──────── Document section ────────

Of Mice and Joysticks

The Prologue

Ah yes, the prologue. There has been a bit of tweeting about the old 8-bit joysticks recently.
 
Steve Turner was working on the Spectrum, so there was always a Kempston joystick close by. Playing on the keyboard was coded as an option, but hitting keys too hard might upset the carefully balanced RAM pack at the back and cause the machine to crash.
 
I have a couple of Arcade Pro joysticks which survived the onslaught of my games testing days. There were many others that perished along the way. What with playing Sheep in Space during my lunch hours and the hours spent testing the various control modes, plus the slamming down of the joystick when it all goes horribly wrong, there were always bits being thrown away. I'd have to say that the bigger and more complex the joystick, the less time it would last. We would often have to go to the local computer shop and get an emergency replacement.

────────

#### [Stated exercise 1]
In the joystick piece, which joystick was always close by while Steve Turner worked on the Spectrum?
The records are unrelated to the joystick piece.

──────── Data provided ────────

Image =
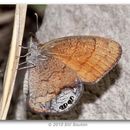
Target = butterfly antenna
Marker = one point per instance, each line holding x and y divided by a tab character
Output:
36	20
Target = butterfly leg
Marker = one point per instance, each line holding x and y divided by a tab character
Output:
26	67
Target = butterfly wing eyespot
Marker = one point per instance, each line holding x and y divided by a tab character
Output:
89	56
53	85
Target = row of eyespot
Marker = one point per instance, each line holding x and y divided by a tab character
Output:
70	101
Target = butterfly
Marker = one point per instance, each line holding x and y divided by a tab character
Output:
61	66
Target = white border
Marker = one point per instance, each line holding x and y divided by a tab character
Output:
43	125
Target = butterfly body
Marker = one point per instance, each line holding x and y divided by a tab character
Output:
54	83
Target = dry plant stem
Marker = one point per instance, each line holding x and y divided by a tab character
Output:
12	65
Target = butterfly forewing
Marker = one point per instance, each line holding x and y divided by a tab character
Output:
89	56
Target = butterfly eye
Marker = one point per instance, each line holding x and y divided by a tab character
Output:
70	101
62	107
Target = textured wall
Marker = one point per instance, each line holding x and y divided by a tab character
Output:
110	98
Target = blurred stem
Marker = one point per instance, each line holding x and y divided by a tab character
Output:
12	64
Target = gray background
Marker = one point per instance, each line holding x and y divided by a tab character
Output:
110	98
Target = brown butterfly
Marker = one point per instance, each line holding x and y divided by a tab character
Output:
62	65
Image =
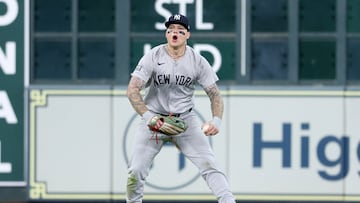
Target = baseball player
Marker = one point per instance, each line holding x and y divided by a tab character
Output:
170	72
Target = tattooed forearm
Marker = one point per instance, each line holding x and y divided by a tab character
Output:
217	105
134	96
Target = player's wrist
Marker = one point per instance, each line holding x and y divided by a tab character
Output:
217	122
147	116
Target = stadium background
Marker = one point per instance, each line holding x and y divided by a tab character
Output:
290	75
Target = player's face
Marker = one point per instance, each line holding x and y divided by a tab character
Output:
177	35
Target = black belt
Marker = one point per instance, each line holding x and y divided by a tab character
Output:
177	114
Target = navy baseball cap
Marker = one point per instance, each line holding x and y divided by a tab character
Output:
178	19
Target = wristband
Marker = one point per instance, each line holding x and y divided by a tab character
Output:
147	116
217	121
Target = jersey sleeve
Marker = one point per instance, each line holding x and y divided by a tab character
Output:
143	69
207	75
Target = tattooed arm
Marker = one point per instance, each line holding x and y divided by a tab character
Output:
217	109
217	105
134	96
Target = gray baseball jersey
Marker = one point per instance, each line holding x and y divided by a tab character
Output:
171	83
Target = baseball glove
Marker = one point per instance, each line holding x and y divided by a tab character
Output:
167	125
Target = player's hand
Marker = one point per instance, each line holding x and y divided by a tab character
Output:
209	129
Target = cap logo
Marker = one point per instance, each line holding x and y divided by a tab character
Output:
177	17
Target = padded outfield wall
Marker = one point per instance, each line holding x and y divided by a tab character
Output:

────────
──────── Data provided ────────

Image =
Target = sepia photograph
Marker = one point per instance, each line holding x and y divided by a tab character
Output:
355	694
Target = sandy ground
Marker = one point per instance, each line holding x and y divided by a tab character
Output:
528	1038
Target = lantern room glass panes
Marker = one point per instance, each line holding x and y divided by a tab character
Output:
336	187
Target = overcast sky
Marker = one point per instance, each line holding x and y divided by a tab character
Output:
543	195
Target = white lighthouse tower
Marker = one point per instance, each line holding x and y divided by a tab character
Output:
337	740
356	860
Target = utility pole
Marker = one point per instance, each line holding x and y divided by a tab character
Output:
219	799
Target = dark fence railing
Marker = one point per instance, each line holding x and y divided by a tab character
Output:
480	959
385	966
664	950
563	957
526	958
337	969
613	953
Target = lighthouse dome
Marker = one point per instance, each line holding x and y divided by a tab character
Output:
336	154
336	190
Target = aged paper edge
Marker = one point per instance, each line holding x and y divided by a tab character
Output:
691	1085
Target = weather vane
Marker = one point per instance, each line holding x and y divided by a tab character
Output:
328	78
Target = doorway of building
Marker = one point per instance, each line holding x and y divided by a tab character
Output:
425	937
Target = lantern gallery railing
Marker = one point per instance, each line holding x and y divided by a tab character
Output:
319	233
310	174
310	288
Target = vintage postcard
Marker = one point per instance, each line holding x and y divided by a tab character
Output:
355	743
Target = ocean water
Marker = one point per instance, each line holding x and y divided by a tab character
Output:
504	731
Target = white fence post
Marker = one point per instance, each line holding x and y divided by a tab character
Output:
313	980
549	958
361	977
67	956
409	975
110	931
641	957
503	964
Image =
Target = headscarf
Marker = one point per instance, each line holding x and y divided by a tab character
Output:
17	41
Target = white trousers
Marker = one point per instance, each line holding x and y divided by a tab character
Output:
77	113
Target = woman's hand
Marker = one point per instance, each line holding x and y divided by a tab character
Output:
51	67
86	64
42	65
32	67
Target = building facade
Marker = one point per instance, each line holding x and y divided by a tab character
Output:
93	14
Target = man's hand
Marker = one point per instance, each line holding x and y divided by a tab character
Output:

────────
──────── Data provided ────────

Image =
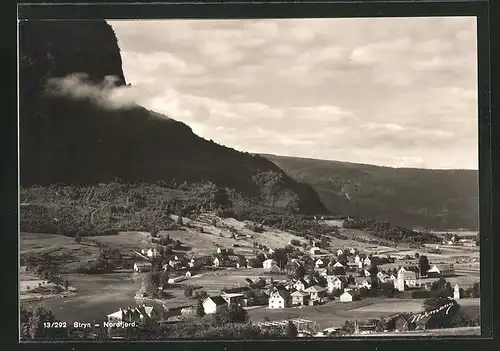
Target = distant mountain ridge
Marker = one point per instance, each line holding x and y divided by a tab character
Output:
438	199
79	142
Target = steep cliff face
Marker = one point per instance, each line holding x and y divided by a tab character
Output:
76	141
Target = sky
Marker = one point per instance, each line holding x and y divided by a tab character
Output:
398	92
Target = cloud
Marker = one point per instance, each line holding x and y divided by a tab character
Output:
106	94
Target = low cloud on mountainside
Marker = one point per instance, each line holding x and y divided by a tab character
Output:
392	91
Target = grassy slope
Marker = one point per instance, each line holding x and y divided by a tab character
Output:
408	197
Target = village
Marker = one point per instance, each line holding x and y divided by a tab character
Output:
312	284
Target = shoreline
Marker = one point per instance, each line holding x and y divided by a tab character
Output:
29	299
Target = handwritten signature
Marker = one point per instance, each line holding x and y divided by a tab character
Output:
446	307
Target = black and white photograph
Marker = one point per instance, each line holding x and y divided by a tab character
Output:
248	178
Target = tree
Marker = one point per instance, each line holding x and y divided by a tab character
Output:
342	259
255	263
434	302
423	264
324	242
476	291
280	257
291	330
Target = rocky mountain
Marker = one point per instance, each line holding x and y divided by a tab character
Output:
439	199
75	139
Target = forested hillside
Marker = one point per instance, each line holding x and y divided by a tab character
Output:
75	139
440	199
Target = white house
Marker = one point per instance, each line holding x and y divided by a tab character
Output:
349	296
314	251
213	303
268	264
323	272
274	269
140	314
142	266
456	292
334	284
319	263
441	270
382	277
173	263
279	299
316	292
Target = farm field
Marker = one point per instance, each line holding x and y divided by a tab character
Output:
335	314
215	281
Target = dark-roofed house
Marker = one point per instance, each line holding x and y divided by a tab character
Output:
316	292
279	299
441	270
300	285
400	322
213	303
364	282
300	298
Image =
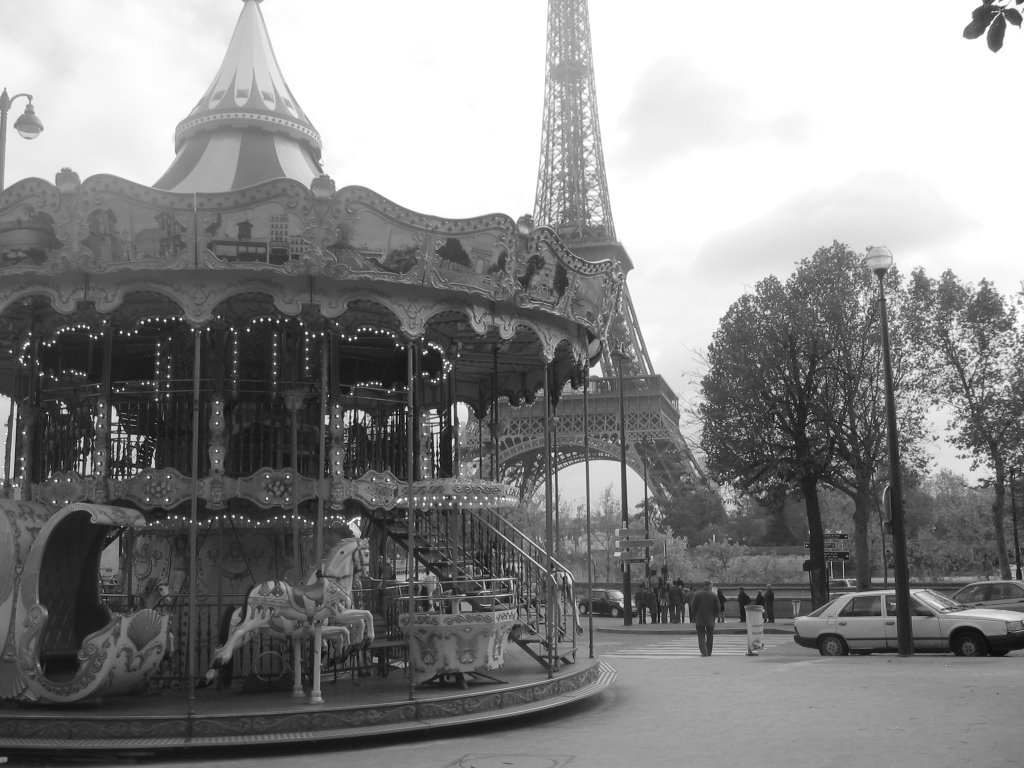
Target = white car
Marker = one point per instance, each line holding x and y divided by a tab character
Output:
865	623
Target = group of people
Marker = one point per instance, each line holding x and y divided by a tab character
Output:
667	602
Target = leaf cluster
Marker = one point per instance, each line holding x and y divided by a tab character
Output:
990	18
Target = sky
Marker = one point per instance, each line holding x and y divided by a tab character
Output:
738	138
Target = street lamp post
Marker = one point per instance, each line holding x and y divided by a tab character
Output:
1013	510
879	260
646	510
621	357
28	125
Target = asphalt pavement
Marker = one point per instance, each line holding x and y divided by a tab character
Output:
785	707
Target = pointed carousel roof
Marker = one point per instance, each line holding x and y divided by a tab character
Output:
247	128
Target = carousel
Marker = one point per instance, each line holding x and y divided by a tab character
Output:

────────

#### [Stated exercise 2]
Extract every line of the records that contains the word "carousel", treating uppercase and lowercase as different.

#### [Answer 1]
A Kempston joystick.

#### [Answer 2]
Target = pointed carousel roof
Target = carousel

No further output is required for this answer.